What to do >>
Copy the stored records from their first line through the line containing "positive clicks: (306, 418) (329, 436)", including both of those lines, and reproduce each line without changes.

Stored records >>

※

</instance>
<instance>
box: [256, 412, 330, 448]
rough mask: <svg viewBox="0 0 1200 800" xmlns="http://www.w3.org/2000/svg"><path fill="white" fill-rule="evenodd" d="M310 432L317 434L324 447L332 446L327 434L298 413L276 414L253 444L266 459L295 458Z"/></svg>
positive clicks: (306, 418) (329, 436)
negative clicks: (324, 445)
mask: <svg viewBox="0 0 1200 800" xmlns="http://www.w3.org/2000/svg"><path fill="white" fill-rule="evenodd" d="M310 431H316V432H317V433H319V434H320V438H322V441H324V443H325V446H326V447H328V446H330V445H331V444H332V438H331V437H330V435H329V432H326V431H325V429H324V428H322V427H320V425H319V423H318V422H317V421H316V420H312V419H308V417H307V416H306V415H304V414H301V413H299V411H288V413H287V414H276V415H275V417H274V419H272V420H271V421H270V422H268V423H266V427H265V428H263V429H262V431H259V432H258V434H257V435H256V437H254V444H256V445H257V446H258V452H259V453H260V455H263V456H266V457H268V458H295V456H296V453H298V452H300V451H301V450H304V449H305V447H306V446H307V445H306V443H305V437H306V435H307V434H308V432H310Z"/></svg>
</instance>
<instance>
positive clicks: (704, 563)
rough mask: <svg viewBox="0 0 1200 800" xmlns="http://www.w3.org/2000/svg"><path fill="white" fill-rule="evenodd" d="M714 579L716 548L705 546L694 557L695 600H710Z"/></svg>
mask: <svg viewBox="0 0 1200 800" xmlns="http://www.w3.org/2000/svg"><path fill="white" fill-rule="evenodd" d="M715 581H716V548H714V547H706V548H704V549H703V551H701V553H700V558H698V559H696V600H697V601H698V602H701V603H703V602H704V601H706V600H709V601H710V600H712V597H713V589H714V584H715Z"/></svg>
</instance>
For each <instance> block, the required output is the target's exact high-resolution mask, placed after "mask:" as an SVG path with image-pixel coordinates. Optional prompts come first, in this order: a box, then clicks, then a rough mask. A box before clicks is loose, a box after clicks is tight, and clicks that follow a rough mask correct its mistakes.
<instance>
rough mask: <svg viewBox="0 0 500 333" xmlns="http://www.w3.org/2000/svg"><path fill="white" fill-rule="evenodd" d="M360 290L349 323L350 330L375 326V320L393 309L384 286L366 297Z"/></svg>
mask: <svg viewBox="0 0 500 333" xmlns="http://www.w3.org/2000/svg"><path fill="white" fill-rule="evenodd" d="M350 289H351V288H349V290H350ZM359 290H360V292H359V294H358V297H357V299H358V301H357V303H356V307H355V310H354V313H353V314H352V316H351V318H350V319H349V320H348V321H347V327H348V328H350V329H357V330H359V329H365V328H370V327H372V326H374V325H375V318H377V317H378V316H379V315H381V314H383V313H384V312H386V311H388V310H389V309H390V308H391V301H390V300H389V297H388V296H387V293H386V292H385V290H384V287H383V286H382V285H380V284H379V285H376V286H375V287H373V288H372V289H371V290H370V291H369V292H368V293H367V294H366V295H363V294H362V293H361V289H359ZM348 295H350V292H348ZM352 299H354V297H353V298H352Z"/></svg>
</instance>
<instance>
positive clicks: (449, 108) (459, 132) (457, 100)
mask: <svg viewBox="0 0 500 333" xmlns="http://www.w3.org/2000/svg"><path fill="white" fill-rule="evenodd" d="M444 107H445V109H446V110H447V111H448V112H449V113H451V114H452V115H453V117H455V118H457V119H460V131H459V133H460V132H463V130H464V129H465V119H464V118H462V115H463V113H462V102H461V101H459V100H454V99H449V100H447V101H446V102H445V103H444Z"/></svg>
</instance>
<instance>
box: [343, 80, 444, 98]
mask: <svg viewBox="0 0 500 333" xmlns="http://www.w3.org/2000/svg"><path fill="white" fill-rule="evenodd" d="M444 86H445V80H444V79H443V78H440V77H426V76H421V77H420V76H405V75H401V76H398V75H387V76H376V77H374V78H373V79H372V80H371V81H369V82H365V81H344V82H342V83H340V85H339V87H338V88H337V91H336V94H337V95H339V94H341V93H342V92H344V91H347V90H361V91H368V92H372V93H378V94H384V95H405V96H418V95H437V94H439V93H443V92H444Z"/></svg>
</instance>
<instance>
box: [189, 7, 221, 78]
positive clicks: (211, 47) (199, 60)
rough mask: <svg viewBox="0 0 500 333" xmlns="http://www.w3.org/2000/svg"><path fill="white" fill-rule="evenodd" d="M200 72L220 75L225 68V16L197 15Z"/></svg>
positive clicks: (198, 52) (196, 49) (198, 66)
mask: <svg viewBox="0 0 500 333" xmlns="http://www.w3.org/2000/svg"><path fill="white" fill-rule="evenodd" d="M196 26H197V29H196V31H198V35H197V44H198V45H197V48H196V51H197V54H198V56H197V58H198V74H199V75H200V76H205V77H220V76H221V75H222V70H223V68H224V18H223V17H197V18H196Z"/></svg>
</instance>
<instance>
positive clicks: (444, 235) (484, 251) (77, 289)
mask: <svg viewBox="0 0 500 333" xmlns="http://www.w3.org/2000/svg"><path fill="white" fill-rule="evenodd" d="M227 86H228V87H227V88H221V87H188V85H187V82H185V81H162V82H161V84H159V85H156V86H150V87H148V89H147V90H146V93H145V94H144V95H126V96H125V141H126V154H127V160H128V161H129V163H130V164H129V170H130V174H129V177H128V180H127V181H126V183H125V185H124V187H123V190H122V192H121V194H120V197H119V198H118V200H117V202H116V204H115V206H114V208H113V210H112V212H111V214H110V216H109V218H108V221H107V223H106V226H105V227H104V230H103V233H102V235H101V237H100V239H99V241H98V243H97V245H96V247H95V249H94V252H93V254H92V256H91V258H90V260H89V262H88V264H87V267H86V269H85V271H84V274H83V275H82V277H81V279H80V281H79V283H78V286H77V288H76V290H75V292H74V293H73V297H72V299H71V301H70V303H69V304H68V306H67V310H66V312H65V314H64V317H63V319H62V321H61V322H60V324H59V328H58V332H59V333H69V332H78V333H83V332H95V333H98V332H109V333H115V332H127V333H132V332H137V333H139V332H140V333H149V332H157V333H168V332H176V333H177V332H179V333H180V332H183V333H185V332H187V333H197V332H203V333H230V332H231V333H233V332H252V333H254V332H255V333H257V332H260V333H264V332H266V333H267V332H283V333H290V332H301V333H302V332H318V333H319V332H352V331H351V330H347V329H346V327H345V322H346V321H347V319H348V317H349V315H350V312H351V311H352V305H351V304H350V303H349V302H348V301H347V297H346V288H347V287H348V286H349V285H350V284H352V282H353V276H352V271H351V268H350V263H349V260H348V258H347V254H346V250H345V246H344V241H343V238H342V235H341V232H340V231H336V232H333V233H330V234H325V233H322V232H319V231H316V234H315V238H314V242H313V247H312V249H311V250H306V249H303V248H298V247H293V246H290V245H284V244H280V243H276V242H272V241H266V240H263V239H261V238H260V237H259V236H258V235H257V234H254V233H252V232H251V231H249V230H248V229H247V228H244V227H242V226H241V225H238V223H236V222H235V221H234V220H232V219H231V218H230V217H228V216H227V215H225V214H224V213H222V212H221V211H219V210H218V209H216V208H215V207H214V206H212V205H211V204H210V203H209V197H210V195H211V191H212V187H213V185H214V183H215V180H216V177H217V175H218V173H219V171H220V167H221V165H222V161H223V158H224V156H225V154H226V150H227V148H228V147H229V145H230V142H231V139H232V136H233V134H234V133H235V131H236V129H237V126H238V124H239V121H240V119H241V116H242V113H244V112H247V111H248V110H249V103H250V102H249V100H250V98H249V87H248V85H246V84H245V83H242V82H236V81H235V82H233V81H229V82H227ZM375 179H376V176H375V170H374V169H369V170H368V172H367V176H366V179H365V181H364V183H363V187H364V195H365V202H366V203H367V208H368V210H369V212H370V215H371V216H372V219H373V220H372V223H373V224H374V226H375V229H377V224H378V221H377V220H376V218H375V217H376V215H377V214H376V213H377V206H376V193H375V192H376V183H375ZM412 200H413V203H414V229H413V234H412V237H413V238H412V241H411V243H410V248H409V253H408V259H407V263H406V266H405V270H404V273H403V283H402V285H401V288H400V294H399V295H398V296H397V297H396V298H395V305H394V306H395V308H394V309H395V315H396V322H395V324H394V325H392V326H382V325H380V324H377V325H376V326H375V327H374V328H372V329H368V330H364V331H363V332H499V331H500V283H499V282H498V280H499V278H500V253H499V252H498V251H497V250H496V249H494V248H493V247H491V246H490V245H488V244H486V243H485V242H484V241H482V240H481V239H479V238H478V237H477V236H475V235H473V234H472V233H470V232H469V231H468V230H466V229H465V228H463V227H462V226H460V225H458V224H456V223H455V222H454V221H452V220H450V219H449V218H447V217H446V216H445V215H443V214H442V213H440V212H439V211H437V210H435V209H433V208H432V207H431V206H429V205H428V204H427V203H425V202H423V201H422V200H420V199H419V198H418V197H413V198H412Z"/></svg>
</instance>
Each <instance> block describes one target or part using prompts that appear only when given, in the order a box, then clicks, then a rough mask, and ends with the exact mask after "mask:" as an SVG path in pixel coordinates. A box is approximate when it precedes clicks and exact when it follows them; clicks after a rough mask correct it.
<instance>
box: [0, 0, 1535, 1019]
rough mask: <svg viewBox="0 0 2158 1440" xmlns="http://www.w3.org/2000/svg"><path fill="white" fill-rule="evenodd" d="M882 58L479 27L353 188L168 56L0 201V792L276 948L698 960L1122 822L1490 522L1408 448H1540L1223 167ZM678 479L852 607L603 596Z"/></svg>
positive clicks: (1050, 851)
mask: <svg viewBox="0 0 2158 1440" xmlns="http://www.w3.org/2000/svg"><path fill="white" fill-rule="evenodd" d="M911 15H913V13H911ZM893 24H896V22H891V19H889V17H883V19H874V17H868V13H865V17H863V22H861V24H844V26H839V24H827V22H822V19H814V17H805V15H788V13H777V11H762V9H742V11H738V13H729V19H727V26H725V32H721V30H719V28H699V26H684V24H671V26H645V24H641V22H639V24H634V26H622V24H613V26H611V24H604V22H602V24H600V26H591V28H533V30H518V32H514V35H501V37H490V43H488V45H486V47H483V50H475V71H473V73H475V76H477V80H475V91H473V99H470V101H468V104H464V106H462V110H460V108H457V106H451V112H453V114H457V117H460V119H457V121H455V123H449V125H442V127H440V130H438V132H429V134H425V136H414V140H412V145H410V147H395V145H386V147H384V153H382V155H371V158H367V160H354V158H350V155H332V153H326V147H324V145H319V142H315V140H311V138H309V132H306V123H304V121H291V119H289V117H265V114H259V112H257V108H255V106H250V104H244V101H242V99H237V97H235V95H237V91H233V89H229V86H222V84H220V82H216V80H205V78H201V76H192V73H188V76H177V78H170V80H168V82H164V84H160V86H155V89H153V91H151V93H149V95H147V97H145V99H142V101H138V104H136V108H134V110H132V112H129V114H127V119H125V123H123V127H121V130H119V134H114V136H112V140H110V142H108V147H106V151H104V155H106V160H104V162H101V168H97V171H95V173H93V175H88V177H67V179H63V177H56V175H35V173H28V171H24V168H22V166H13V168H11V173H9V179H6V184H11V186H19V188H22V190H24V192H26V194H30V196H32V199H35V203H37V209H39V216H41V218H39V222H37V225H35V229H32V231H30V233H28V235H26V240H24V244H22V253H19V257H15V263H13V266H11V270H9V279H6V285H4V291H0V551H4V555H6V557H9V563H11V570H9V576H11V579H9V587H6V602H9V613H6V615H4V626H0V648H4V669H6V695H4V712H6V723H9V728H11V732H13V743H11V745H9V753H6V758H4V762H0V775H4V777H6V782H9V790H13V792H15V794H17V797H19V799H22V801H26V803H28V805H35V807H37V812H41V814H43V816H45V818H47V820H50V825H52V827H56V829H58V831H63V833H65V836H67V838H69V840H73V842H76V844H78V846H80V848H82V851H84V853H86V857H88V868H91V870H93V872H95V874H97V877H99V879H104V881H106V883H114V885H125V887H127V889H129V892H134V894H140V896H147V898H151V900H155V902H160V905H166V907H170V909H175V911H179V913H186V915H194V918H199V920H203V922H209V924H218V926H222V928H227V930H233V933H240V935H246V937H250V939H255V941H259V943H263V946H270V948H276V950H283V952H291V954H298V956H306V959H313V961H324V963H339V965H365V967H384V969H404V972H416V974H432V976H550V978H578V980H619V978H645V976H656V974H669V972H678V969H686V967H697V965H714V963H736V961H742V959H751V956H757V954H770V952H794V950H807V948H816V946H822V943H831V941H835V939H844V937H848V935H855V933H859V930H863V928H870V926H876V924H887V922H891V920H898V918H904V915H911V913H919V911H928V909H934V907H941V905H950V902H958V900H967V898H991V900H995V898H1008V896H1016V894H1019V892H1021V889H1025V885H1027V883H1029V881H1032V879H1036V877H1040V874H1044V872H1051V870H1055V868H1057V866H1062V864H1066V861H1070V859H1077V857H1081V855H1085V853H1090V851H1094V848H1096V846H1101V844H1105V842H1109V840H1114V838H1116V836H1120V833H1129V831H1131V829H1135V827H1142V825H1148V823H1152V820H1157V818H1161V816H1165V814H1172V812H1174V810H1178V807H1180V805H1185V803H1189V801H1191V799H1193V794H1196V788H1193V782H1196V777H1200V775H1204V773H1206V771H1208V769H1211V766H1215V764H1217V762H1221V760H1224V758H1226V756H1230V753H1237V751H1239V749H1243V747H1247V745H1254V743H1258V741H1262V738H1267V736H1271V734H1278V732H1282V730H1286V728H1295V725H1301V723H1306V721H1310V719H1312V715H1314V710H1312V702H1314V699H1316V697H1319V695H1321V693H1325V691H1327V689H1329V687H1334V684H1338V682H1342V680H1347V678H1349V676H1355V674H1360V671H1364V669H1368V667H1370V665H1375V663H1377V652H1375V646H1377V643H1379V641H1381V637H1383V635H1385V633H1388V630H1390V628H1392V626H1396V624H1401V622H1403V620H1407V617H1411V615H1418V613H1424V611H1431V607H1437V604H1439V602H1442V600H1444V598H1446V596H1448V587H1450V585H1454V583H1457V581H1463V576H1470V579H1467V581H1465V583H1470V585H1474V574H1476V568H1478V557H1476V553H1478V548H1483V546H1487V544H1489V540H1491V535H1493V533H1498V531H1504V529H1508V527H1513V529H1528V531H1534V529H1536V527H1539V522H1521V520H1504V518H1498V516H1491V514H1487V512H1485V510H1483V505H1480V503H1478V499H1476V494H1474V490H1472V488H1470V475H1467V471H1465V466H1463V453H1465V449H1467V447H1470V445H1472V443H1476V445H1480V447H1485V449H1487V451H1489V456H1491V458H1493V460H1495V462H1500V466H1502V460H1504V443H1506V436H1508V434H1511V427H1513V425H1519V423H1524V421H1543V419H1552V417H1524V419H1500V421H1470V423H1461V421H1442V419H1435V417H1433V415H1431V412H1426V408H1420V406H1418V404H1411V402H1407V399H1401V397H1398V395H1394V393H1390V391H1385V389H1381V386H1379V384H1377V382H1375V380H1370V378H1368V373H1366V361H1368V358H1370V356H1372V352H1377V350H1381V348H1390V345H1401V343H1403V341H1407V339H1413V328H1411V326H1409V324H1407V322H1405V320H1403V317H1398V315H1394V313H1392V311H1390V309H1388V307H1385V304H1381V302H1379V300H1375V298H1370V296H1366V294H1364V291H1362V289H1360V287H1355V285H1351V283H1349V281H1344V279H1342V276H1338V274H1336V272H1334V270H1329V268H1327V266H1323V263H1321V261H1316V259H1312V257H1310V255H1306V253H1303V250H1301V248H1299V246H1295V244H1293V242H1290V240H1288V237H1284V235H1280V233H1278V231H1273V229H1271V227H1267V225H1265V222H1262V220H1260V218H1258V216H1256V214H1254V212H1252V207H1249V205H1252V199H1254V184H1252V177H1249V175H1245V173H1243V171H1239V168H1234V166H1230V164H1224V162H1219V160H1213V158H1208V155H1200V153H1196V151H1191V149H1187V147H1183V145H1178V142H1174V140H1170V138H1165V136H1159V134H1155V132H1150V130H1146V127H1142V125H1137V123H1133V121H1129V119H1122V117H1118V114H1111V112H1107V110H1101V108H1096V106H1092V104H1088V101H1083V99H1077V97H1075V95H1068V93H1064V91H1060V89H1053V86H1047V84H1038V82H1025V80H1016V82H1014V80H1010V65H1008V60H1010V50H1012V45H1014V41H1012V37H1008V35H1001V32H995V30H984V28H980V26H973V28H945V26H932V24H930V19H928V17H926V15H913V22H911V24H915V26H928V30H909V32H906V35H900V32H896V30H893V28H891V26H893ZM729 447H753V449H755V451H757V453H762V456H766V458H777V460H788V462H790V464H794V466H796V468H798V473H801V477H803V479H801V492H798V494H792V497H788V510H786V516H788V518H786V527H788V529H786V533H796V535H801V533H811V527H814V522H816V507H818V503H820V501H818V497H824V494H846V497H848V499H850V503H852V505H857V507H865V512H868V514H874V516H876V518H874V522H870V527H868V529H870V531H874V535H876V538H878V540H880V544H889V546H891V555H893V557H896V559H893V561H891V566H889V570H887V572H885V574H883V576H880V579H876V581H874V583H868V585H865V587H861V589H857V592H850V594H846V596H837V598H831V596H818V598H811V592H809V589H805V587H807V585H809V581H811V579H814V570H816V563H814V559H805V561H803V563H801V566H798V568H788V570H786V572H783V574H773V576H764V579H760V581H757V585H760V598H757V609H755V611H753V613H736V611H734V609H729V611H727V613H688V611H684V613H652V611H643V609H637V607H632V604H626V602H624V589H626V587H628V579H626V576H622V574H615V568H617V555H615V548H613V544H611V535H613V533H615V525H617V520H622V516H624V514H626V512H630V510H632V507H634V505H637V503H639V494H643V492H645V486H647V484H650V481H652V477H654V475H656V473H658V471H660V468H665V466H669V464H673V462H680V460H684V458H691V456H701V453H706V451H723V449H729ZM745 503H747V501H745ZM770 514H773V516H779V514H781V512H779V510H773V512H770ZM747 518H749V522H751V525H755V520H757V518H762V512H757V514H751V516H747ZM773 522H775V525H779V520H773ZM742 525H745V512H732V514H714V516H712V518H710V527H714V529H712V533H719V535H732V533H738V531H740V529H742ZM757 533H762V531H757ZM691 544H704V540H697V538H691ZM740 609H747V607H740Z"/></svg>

※

Your response >>
</instance>
<instance>
box: [256, 412, 330, 448]
rough mask: <svg viewBox="0 0 1200 800" xmlns="http://www.w3.org/2000/svg"><path fill="white" fill-rule="evenodd" d="M310 432L317 434L324 447L332 446L327 434L298 413L276 414L253 444L266 459L295 458Z"/></svg>
positive clicks: (306, 418) (329, 436)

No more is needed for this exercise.